INFORMATION PROVIDED START
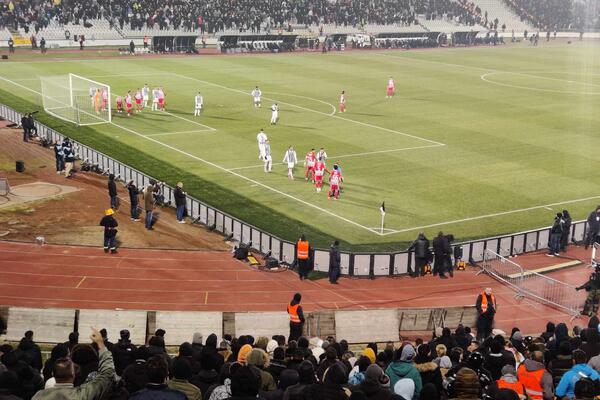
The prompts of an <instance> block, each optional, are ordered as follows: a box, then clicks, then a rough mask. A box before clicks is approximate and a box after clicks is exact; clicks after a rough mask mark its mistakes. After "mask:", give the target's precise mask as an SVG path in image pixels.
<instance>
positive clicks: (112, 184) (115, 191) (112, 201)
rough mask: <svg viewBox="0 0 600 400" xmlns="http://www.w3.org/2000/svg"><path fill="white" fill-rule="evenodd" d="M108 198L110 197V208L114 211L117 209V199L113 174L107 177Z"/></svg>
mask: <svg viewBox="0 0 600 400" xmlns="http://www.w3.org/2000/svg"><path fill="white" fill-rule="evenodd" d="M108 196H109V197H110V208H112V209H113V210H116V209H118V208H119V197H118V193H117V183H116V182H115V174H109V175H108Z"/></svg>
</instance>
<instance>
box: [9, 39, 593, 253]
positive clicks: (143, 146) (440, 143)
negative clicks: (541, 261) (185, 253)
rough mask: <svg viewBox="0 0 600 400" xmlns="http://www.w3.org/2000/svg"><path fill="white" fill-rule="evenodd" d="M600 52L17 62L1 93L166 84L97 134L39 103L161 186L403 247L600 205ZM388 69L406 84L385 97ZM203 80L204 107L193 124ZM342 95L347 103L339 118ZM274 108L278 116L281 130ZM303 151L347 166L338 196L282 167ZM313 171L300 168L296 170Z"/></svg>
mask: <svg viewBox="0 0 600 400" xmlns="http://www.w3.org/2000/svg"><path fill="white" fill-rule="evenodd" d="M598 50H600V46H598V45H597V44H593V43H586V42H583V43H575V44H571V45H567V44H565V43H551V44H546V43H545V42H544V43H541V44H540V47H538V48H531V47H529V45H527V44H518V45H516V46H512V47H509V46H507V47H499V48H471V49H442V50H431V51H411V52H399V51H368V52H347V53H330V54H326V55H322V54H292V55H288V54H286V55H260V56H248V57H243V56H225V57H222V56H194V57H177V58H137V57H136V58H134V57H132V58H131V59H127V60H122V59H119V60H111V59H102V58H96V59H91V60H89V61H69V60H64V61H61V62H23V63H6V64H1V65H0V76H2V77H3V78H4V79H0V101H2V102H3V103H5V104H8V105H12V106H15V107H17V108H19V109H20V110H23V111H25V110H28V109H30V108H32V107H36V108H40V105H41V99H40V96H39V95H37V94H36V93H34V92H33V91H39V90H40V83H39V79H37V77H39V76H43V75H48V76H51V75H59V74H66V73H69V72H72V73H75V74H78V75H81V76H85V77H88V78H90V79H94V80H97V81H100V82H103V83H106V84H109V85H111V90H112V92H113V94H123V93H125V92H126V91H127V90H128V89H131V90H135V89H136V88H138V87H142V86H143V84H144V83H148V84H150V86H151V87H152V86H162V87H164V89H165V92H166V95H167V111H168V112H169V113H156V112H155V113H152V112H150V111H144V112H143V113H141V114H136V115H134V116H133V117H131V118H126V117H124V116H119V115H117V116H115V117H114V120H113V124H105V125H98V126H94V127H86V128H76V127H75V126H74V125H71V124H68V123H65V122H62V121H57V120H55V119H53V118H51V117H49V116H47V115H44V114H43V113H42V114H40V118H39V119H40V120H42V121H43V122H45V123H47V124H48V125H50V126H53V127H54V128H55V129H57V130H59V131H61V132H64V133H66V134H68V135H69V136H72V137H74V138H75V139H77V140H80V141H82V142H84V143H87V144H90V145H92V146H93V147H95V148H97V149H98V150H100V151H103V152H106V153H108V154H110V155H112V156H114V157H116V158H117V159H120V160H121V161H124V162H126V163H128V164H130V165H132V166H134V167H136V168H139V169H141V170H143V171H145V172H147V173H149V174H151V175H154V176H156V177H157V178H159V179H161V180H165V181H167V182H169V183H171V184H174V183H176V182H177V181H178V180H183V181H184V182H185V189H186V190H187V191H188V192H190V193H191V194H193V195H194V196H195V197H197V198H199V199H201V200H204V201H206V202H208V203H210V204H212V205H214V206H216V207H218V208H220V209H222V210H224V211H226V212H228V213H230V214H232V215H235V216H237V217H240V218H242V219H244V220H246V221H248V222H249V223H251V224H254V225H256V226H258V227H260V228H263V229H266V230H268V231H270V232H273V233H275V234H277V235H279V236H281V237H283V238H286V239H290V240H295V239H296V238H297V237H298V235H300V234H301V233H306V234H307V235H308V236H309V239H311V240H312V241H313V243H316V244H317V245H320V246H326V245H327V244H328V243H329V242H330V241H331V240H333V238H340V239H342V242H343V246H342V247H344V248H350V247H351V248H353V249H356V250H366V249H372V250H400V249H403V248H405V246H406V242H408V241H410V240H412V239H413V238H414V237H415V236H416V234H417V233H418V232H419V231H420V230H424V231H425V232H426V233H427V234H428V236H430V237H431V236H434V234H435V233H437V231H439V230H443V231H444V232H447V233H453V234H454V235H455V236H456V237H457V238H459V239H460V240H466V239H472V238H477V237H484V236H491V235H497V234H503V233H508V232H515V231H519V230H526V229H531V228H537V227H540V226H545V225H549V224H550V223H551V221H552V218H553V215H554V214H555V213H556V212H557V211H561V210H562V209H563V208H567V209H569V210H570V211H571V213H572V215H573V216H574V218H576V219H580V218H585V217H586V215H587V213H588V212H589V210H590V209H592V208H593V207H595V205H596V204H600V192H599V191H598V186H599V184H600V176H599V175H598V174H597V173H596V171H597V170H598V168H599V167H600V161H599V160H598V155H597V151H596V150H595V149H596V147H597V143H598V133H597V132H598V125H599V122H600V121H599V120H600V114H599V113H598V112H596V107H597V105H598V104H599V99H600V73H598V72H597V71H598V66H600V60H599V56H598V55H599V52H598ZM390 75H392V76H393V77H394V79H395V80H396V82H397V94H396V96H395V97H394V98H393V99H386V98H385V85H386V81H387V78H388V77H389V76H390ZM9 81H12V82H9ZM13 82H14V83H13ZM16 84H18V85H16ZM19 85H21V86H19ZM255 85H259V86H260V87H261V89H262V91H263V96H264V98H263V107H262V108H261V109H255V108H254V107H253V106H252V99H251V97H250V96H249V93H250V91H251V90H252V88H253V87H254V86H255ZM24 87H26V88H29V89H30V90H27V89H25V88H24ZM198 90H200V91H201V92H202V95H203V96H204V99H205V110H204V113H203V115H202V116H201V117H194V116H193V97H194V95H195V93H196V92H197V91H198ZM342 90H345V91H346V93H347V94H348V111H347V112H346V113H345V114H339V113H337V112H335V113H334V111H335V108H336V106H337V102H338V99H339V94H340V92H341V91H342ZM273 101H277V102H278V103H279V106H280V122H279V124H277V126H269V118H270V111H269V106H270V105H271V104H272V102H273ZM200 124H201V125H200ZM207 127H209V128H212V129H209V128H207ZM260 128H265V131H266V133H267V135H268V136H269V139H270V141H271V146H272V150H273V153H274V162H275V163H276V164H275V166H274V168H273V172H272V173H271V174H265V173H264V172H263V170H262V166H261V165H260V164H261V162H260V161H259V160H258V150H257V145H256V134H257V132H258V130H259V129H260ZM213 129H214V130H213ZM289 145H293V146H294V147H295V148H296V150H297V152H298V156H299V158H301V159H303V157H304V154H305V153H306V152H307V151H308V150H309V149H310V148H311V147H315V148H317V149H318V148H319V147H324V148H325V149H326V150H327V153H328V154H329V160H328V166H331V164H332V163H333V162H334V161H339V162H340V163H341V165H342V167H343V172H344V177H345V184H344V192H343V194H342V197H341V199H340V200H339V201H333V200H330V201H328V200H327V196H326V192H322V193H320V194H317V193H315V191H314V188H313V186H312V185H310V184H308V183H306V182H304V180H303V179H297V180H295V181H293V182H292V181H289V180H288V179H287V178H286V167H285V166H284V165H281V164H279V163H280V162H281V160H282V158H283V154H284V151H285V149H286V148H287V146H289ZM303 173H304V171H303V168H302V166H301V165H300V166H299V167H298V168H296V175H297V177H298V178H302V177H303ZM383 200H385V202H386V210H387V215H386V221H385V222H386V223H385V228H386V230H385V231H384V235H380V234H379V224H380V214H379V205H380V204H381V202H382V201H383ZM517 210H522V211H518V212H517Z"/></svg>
INFORMATION PROVIDED END
#### [TASK STATEMENT]
Show the lines above with "instance".

#### [ANSWER SECTION]
The prompts of an <instance> block, each optional, are ordered as follows: a box, then clicks, then a rough mask. A box before clicks is approximate and a box after clicks is exact; clicks after a rough mask mark its mistakes. After "mask:", give the target's precise mask as an SVG path in image pixels.
<instance>
</instance>
<instance>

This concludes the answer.